*YOUR INSTRUCTIONS:* If a line in the material below holds the string "shirt", tally it, then give the tally alone.

*INFORMATION PROVIDED:*

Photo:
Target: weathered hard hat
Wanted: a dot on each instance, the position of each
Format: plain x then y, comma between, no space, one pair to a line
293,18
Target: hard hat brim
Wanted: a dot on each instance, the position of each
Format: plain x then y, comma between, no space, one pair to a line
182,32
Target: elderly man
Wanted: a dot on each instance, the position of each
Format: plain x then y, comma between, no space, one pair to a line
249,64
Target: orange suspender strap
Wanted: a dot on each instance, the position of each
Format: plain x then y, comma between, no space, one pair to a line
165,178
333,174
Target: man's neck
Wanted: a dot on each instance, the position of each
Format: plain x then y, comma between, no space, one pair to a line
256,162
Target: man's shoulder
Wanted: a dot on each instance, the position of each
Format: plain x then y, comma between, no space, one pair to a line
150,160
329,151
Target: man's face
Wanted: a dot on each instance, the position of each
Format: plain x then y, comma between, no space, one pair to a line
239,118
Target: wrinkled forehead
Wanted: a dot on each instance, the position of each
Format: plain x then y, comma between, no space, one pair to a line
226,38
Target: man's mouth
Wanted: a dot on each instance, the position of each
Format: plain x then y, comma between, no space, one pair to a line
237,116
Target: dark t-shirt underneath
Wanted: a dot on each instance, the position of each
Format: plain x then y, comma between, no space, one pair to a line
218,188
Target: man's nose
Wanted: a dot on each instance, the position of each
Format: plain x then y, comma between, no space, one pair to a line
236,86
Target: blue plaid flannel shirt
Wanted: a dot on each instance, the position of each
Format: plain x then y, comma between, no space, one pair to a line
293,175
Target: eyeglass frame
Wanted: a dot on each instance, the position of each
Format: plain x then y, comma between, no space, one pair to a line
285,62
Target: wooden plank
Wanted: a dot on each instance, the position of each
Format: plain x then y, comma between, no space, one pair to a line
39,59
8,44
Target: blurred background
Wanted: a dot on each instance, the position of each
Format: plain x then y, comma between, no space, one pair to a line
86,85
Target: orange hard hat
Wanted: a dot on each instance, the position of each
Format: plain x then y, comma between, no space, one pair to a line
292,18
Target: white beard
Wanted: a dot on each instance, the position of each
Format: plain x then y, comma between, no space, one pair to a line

*TASK RESPONSE:* 2